Give all of the data again exactly as written, omitting every image.
***** Material for the task *****
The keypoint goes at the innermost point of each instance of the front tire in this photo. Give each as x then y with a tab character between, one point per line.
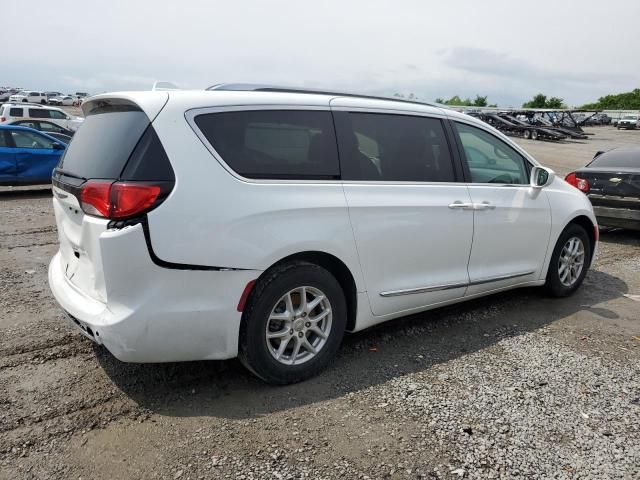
293	323
570	261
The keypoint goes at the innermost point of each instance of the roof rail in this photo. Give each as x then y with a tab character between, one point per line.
251	87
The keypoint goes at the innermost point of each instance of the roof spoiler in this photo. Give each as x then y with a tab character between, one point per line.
164	87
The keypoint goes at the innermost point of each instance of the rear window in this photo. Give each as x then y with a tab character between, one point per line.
618	159
384	147
101	148
116	141
39	113
284	144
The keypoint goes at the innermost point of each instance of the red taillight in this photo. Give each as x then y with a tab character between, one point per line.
117	200
94	198
128	199
580	183
245	295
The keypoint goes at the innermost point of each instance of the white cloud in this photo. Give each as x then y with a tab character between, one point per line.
504	49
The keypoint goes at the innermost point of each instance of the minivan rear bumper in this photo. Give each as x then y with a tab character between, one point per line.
154	314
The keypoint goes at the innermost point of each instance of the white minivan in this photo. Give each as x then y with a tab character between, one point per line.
264	222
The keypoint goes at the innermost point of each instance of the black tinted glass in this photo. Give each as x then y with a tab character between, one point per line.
148	161
102	146
385	147
489	159
39	113
618	159
286	144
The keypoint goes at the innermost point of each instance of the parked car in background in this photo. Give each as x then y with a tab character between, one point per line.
612	183
44	126
10	112
597	119
629	122
29	96
66	100
27	156
66	139
347	212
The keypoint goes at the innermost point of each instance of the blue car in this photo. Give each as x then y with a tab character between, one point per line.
27	156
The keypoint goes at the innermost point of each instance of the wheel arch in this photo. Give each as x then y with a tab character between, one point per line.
590	227
337	268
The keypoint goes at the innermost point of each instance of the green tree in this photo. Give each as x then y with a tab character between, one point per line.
555	102
456	101
619	101
540	101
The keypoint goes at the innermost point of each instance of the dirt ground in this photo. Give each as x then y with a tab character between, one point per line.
513	384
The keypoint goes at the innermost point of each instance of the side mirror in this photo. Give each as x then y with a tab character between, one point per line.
*****
--- Task result ---
The keypoint goes at the innermost point of each instance of the front tire in this photo. Give each as x then y with a tab character between, one point per line.
293	323
570	261
The keypoint goes at the innermost point of each instance of the roof rail in this photo. Give each as x then y with a tab character between, one point per line.
251	87
The keypoint goes at the innermost point of each instance of the roof spoiler in this photo. Give each as x then y with a tab character between, one point per line.
164	87
The keypoint goes at the innermost point of each instance of the rear window in this photo. Give each as x then y with a tab character between, one point per line.
618	159
384	147
101	148
116	141
39	113
284	144
The keypoint goes at the innermost point of each instance of the red taillight in this photo. Give each as x then y with a tab character between, one point per line.
117	200
94	198
128	199
580	183
245	295
The keypoint goes at the innermost point of each instance of the white cloud in this photo. Give each as x then y with a tab character between, one point per line.
504	49
The keypoint goes at the innermost point of each instance of the minivan rear bumper in this photo. Give each as x then y with a tab character between, one point per line.
154	314
The keypoint goes at the innermost point of each instance of the white minivan in this photo. Give each as x then y with a tab character between, one point per line.
264	222
The keypoint goes at the innermost point of each instance of the black tinted glass in this photo. Give each as x then y with a tab character between, one point per line.
148	161
102	146
385	147
489	159
39	113
618	159
286	144
The keypoint goes at the innermost point of each instance of the parked car in background in this photo. Give each as x then y with a tab character between, one point per line.
612	183
44	126
10	112
597	119
629	122
29	96
66	100
27	156
66	139
347	212
The keypoint goes at the innermost point of each instance of the blue car in this photo. Give each as x then y with a tab character between, one point per line.
27	156
The keypoint goes at the innermost point of each instance of the wheel arch in this photo. Give each as x then y with a tab character between, one point per line.
590	227
337	268
The keypoint goes at the innermost point of each instance of the green tree in this photo. Give each as x then y with a tab character between, one point per line.
555	102
456	101
619	101
540	101
The keypoint goes at the innermost point of each instance of the dirt ground in this photo. Give each as x then y with a tab character between, one point per line.
513	384
The keypoint goes at the innermost point of each instance of the side mirror in this photo. Give each as x then y with a tab character between, one point per line.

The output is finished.